PROBLEM DESCRIPTION:
Swap "snug" for "tight" in the lines starting with the line that contains "Annotate the reflection" and going on through the line that contains "Annotate the white building". Write out only those lines, with nothing else changed.

EXERCISE INPUTS:
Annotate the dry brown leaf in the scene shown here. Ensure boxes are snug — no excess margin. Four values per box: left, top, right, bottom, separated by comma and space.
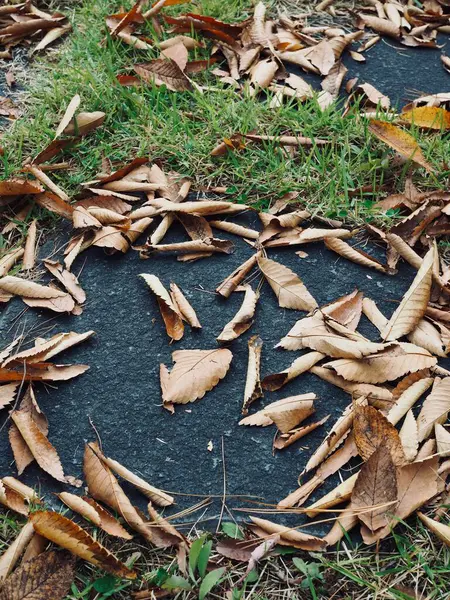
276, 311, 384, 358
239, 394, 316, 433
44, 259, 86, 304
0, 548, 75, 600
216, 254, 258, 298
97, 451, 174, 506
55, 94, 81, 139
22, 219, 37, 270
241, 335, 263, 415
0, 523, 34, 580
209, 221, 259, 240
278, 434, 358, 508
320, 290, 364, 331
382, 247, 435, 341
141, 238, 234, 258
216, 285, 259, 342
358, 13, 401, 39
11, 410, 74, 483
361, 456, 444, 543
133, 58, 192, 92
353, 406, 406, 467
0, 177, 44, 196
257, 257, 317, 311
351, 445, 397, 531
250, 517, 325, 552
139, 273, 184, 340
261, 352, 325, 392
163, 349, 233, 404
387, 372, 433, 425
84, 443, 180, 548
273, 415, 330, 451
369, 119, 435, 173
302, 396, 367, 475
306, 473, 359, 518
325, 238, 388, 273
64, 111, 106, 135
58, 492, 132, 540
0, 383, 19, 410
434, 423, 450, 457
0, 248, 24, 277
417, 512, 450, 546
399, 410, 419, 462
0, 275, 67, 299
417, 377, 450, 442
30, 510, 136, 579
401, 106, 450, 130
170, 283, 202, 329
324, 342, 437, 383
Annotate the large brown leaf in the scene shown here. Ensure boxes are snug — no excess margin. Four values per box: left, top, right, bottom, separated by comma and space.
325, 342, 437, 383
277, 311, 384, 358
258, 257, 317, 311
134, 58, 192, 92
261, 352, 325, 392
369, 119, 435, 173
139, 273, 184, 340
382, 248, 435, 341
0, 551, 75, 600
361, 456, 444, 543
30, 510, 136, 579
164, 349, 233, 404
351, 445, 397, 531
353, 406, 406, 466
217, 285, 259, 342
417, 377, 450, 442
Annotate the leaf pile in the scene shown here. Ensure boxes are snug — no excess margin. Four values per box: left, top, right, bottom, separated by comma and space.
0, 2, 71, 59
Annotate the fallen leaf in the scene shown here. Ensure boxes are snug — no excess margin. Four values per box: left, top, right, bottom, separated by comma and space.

---

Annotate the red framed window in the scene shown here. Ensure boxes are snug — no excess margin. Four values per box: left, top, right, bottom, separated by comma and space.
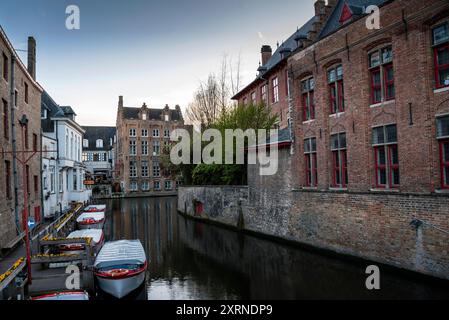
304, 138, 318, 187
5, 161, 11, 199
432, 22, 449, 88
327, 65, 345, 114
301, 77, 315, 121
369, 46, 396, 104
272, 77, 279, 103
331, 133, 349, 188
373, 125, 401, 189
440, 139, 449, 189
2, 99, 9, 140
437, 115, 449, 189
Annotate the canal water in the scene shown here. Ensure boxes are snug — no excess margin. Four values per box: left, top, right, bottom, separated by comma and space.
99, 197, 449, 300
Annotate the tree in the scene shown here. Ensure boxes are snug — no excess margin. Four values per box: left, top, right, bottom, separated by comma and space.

--

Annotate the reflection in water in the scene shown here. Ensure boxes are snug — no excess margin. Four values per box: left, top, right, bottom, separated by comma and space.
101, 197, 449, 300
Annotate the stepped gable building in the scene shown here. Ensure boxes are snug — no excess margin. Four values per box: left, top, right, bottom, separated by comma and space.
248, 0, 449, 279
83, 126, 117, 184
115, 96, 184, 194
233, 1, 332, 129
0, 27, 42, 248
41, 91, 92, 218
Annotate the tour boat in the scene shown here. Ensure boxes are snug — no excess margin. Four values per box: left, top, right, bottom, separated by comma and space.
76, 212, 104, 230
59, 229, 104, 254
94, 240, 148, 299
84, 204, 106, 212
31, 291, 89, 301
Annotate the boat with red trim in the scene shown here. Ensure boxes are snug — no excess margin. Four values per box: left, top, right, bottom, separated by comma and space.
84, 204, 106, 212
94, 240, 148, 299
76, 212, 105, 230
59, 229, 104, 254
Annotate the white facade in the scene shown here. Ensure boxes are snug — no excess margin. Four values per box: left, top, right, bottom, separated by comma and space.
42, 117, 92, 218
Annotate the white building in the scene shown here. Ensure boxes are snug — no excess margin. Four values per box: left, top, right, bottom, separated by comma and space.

THE RESPONSE:
Annotate the reflection in water in the scene shown here. Ensure boxes are tight — no excess margin. Four values per box: left, top, right, bottom, separated by comma and space.
101, 197, 449, 300
Annotate the stepped gable building in the scene shown here. Ensure boxes are tight — no excess margin. Four values per box: left, top, right, bottom, separated by comma and space.
248, 0, 449, 279
83, 126, 117, 184
115, 96, 184, 194
233, 1, 332, 129
0, 27, 42, 248
41, 91, 92, 218
Annotate the tour boat in the scene shown here. Ensure boxes are tight — no excess margin. Four values per box: left, top, right, bottom, separated by comma and space.
76, 212, 104, 230
59, 229, 104, 254
94, 240, 148, 299
84, 204, 106, 212
31, 291, 89, 301
Annotate the boat with red trim in the scene shown here. Ensure boxes are tight — no excess margin. Four values per box: left, top, right, bottom, separated by comma and space.
84, 204, 106, 212
94, 240, 148, 299
76, 212, 105, 230
59, 229, 104, 254
Annotate the white facade in the scene shown here. Ensure boxes are tight — no excess margin. Four values per box: left, top, right, bottom, separated by comma and space.
42, 117, 92, 218
Annotate the white building in the scene shown here. Ensure boxes are tight — no excess margin. Four values per box: left, top, right, bottom, separated by comma and space.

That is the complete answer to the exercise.